* **Exercise**: Pull out every line below containing the word "railing".

[Start of Attachment]

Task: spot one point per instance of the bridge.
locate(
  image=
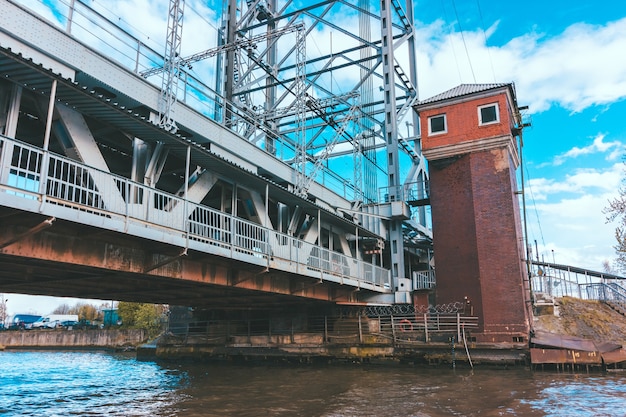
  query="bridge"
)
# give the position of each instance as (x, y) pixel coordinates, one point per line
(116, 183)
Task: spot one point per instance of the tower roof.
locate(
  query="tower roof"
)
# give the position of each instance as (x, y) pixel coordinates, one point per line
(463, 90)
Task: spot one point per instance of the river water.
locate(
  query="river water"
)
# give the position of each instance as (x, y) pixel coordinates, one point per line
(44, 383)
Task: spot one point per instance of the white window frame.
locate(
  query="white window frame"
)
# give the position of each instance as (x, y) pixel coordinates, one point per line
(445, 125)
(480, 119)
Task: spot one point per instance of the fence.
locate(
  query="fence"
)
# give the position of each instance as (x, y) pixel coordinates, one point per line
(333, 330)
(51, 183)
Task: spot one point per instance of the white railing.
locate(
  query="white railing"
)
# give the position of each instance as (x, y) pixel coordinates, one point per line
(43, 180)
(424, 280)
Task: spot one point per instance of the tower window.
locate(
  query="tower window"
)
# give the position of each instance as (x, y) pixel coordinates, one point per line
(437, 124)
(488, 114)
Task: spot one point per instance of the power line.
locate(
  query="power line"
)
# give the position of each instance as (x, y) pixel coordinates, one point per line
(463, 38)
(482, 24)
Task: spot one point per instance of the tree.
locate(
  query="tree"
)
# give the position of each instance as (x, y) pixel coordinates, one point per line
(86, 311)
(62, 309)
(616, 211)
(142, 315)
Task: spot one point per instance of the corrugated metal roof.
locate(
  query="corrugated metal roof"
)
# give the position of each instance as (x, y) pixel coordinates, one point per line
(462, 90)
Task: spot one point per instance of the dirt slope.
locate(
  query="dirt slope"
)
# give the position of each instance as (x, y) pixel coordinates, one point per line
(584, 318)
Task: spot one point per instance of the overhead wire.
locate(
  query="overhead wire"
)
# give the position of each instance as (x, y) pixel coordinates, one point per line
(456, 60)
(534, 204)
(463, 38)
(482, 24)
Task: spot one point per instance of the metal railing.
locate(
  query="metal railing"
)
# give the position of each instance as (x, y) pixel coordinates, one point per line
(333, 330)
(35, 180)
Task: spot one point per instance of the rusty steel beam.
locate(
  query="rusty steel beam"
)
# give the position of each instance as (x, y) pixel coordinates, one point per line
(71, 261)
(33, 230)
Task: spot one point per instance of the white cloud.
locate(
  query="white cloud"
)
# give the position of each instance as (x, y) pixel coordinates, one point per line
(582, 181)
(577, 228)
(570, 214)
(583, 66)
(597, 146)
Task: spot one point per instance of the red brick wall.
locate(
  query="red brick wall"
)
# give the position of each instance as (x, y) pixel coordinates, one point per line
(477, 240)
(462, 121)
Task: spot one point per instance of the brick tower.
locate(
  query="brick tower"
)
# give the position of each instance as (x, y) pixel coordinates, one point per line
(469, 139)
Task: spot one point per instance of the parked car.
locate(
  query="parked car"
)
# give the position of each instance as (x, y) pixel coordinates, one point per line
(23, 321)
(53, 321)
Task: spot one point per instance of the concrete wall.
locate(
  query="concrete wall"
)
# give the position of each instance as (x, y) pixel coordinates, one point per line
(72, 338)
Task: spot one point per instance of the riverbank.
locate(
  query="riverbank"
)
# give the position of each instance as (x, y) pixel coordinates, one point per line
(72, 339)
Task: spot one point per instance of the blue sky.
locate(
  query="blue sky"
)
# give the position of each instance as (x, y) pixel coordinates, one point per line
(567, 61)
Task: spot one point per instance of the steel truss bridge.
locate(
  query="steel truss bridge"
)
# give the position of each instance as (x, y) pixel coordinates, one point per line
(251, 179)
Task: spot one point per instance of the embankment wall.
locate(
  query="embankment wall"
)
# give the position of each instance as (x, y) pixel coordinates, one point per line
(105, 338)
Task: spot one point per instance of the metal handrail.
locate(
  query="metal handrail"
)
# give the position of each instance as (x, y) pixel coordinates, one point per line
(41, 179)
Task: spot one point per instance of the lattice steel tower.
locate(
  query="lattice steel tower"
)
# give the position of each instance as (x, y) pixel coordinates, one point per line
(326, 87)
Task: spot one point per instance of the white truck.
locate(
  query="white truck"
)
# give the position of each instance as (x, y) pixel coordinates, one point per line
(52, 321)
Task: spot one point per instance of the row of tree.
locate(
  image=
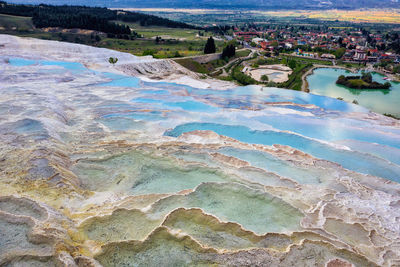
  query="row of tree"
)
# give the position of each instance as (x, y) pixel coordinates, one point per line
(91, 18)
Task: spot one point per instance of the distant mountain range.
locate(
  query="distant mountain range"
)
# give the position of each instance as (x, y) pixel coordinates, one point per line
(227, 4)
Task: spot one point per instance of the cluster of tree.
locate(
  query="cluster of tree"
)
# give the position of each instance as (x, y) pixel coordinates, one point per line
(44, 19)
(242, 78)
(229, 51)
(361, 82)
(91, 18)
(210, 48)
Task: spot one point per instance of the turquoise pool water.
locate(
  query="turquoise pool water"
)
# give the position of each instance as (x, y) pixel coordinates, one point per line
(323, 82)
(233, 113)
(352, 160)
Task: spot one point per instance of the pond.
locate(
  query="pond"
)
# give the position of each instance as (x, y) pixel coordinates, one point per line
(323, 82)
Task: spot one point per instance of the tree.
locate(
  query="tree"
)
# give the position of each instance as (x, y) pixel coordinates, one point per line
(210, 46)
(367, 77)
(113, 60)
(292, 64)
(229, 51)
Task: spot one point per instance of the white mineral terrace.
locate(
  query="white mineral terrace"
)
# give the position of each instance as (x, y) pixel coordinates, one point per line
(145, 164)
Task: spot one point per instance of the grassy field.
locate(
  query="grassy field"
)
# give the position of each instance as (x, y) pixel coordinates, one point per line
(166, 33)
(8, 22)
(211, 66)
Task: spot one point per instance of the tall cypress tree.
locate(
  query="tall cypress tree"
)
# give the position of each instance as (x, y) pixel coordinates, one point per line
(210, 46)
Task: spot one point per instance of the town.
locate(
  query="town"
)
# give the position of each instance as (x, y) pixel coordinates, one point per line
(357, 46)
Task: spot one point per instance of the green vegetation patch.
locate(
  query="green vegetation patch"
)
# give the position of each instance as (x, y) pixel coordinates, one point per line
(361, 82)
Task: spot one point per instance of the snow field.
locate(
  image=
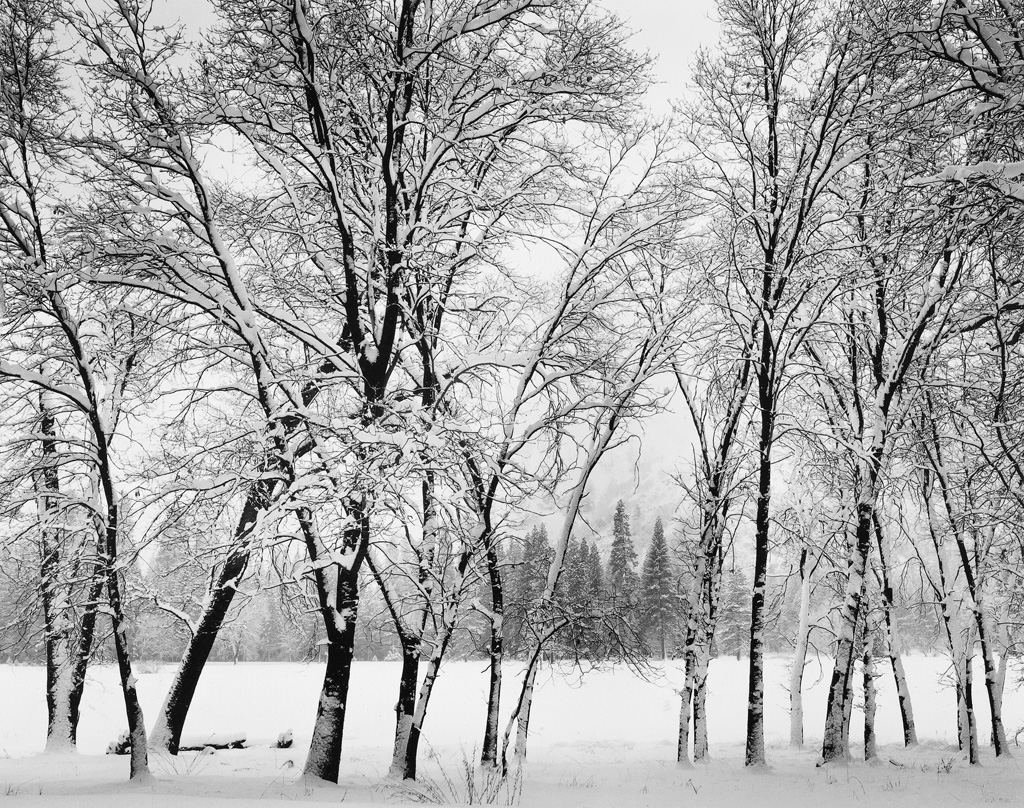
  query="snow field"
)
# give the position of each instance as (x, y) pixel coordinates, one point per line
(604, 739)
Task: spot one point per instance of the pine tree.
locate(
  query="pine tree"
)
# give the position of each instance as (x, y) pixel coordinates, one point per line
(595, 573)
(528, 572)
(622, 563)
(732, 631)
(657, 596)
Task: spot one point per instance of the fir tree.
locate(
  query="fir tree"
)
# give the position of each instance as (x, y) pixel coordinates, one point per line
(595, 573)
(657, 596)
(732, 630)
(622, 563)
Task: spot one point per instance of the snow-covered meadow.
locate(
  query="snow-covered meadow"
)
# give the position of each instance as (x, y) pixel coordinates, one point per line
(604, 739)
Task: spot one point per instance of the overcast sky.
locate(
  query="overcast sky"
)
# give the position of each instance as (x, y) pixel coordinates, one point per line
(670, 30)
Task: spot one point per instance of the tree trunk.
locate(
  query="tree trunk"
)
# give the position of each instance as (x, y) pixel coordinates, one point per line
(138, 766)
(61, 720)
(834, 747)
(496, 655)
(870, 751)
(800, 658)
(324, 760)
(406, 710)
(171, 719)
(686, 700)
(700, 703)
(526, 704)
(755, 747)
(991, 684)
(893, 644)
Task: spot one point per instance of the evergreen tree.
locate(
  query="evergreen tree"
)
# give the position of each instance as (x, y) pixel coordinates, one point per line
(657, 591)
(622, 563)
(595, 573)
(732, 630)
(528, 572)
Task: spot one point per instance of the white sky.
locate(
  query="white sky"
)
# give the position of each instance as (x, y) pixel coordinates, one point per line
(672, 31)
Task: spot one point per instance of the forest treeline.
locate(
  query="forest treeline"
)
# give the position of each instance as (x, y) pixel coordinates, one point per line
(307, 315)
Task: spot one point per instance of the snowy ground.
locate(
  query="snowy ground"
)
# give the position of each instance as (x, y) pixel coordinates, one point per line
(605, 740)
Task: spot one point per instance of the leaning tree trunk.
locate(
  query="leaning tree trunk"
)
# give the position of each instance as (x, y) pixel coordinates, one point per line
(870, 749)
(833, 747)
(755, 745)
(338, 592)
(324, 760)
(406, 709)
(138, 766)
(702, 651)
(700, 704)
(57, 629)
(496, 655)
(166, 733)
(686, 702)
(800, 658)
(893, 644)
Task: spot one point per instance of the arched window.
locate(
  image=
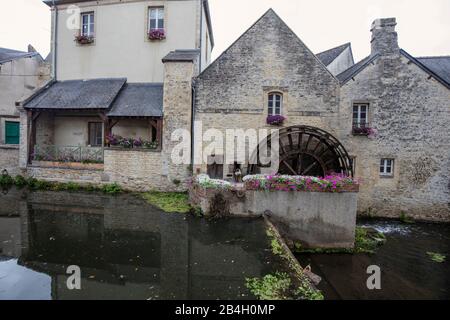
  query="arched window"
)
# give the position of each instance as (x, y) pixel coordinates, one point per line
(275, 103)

[End of Attachment]

* **Your solution**:
Task: spot one point per instance of the white railing.
  query="white railing"
Task: spot one point per instance of the metal railing.
  query="metal railing"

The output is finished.